Text extract
+++++

Thompson’s commitment to connecting with people ran into some challenges when she first arrived in Madagascar and faced some culture shock.
“It’s very difficult to navigate your identity as a white person trying to fit in,” Thompson said. “It was confusing and frustrating trying to fit into a new culture. It was challenging to balance relating to my team — who are also my peers — while being a figure of authority. If you go in there and act like you know everything, you’re not going to be included in part of the community. I realized it was going to be difficult, but I decided I wanted to learn the manners, dialect and culture. I had to start like a baby and be humble enough to learn everything”
Thompson eventually gained acceptance to the point where she was invited to the wedding of one her teammates.
“I received a thank-you gift after going to the wedding,” Thompson said. “My new ‘sister-in-law’s’ parents gave me a chicken, a real live chicken, and I named it Britney Spears because they absolutely love Britney Spears. Her pictures are everywhere!”
With the research she completed in Madagascar, Thompson said her short-term goal is to finish her honors thesis.
“I want to finish my thesis and finish it well,” she said. “My thesis is my identity as a student — my identity that I’ve gone into the field, conducted my own research and designed my own experiments. Long-term, I would love to get my doctorate in anthropology. I would also love to become a college professor and have my own field site that does both research and community development employing local people as guides, educating families and providing health care. My team jokingly called me ‘Momma.’ They said they believed in my dreams of having my own field site and hoped to work with me there one day.”

+++++

Entries from a pointing dataset
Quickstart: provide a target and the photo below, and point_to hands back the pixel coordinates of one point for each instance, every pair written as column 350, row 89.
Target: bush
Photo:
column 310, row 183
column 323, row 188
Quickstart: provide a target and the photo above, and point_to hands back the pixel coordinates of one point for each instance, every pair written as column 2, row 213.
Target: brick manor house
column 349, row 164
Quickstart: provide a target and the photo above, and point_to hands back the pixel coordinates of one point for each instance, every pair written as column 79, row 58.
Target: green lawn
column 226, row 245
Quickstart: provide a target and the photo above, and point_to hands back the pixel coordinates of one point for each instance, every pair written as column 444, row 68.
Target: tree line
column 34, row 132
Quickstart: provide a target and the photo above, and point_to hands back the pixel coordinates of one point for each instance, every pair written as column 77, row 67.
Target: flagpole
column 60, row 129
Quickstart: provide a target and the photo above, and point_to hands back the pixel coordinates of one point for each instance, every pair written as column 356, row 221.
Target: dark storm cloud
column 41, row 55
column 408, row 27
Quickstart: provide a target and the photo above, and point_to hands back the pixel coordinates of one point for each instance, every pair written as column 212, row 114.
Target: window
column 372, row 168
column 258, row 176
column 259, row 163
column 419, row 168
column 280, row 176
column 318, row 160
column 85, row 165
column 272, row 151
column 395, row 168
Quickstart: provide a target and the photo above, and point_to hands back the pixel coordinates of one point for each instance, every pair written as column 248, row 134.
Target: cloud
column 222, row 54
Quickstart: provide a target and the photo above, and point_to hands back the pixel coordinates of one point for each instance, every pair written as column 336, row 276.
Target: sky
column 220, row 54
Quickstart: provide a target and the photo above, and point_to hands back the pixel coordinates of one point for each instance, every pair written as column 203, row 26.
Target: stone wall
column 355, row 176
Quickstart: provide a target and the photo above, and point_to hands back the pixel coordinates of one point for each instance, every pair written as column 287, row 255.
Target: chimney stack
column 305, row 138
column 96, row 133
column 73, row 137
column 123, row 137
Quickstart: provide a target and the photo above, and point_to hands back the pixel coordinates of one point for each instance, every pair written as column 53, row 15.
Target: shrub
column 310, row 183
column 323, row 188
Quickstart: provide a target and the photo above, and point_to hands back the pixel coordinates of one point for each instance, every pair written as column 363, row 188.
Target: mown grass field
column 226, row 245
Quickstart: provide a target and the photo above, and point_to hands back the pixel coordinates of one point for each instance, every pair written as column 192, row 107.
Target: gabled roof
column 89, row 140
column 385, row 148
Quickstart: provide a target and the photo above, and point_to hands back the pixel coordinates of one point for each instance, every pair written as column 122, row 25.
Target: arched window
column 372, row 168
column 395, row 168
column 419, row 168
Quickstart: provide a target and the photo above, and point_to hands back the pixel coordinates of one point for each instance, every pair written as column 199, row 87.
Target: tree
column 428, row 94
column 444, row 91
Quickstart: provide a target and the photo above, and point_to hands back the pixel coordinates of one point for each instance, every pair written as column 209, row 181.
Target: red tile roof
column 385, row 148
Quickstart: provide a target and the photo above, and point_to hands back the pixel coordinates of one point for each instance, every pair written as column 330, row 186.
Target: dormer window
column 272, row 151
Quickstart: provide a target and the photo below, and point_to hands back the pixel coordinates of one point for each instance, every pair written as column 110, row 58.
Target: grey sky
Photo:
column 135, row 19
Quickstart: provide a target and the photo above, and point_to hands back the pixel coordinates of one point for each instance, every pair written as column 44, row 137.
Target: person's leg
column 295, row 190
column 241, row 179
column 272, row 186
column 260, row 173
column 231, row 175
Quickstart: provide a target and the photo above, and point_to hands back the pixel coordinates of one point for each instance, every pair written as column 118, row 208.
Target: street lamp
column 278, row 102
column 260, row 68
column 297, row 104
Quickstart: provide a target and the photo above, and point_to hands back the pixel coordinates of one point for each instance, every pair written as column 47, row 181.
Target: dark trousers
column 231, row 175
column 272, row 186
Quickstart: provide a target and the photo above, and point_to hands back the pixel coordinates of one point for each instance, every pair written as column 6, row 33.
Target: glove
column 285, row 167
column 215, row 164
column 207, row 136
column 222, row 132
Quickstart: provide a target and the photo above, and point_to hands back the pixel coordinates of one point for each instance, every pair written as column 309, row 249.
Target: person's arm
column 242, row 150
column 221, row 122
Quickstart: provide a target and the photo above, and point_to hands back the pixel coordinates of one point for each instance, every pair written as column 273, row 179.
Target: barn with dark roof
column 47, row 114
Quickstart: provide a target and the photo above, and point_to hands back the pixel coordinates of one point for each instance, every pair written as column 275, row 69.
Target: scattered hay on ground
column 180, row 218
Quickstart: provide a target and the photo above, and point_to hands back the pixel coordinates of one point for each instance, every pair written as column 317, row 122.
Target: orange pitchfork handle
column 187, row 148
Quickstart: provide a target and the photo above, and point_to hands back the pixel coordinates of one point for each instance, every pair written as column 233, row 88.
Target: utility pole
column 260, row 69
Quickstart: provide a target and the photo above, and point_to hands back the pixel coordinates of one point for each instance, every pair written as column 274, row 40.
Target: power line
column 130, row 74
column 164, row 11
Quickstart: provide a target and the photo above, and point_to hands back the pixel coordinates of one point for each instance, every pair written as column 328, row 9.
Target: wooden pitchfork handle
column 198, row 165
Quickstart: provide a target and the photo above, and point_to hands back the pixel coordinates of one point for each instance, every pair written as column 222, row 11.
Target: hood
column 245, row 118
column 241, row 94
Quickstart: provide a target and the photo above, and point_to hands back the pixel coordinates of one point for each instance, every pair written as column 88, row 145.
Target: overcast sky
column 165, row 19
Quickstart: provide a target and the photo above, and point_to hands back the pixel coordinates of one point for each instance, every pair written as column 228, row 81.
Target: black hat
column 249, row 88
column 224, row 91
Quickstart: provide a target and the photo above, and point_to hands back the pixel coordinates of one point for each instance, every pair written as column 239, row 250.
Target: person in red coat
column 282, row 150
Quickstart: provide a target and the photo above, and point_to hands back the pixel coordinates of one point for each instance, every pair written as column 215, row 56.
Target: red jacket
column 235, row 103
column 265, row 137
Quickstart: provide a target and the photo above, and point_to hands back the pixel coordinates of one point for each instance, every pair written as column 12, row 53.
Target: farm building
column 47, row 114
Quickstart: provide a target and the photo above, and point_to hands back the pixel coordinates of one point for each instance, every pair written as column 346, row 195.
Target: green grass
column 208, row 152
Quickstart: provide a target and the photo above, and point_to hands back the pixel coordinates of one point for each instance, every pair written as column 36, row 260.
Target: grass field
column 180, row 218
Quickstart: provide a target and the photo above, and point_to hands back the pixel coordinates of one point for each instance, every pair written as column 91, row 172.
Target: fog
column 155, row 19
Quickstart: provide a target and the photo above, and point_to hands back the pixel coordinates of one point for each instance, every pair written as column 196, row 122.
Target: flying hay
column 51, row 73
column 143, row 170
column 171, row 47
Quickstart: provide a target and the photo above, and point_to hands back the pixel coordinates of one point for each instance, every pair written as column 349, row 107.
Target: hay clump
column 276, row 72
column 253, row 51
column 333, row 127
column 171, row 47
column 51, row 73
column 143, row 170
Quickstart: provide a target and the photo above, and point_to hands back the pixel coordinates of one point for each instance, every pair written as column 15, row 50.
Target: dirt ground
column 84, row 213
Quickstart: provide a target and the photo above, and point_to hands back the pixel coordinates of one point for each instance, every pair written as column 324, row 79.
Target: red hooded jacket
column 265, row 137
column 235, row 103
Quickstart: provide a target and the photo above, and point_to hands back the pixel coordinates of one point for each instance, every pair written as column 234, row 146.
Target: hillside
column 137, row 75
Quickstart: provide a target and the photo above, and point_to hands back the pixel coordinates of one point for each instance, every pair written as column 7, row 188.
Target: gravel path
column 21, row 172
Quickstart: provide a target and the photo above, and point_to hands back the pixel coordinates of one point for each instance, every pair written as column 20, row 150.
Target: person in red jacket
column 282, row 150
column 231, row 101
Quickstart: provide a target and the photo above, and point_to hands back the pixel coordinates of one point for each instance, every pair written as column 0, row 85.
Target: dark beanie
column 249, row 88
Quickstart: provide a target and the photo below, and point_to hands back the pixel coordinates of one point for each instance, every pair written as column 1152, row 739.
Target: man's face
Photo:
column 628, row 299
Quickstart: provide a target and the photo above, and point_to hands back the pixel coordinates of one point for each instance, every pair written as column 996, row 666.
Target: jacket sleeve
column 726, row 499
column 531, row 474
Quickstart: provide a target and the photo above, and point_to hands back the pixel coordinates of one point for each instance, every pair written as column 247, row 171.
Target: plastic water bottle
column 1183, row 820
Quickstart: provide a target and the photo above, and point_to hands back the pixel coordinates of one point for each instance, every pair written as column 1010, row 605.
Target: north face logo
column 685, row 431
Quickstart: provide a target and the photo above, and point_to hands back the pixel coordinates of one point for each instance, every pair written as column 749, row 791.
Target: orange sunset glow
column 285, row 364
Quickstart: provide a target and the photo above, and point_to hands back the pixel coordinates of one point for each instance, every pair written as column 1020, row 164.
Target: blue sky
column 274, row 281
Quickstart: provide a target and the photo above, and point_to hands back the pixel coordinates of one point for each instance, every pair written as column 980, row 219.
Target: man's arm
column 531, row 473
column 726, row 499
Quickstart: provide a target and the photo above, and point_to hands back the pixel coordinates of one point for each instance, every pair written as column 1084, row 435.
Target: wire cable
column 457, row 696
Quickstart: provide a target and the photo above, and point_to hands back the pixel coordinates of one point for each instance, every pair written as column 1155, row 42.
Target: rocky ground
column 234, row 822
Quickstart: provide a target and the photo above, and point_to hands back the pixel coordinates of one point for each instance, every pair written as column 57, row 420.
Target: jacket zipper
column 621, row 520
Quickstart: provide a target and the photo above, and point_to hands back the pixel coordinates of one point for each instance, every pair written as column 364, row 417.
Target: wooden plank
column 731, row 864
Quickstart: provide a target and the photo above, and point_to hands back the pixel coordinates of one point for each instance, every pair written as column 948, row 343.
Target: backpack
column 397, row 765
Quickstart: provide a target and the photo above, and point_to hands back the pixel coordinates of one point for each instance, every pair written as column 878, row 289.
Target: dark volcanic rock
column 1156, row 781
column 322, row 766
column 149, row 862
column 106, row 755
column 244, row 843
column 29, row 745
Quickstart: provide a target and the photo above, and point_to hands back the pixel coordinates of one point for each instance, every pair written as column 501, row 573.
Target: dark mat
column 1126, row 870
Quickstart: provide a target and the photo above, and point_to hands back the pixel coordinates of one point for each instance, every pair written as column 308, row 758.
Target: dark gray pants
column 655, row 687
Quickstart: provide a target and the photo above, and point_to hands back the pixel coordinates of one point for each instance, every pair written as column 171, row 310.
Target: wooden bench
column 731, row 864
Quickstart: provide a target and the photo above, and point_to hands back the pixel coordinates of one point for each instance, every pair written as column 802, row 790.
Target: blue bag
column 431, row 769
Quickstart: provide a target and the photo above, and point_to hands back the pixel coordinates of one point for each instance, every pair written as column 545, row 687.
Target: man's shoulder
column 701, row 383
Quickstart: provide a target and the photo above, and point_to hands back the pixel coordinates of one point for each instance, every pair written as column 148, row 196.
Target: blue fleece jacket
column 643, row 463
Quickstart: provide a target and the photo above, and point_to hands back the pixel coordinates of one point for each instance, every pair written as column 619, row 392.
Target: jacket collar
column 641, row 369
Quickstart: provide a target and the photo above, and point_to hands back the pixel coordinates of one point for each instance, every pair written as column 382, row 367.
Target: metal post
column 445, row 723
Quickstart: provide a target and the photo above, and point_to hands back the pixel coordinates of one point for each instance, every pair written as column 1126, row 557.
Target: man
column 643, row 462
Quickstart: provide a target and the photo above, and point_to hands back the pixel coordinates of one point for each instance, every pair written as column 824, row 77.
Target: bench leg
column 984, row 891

+++++

Set problem 1
Quote the passage about Thompson from "Thompson eventually gained" up to and including "her honors thesis.".
Set problem 2
In the entries, rewrite the lines from the line with "980, row 219." up to and including the line with "column 234, row 822", replacing "hands back" with "returns" and leaving all else unchanged. Give only those lines.

Task solution 1
Thompson eventually gained acceptance to the point where she was invited to the wedding of one her teammates.
“I received a thank-you gift after going to the wedding,” Thompson said. “My new ‘sister-in-law’s’ parents gave me a chicken, a real live chicken, and I named it Britney Spears because they absolutely love Britney Spears. Her pictures are everywhere!”
With the research she completed in Madagascar, Thompson said her short-term goal is to finish her honors thesis.

Task solution 2
Quickstart: provide a target and the photo above, and point_to returns the pixel coordinates of one point for each instance, every pair written as column 980, row 219.
Target: man's arm
column 531, row 473
column 726, row 499
Quickstart: provide a target and the photo above, and point_to returns the pixel coordinates of one point for each instance, every pair written as column 1084, row 435.
Target: wire cable
column 457, row 696
Quickstart: provide a target and the photo above, and point_to returns the pixel coordinates of one point for each instance, every pair written as column 1155, row 42.
Target: rocky ground
column 234, row 822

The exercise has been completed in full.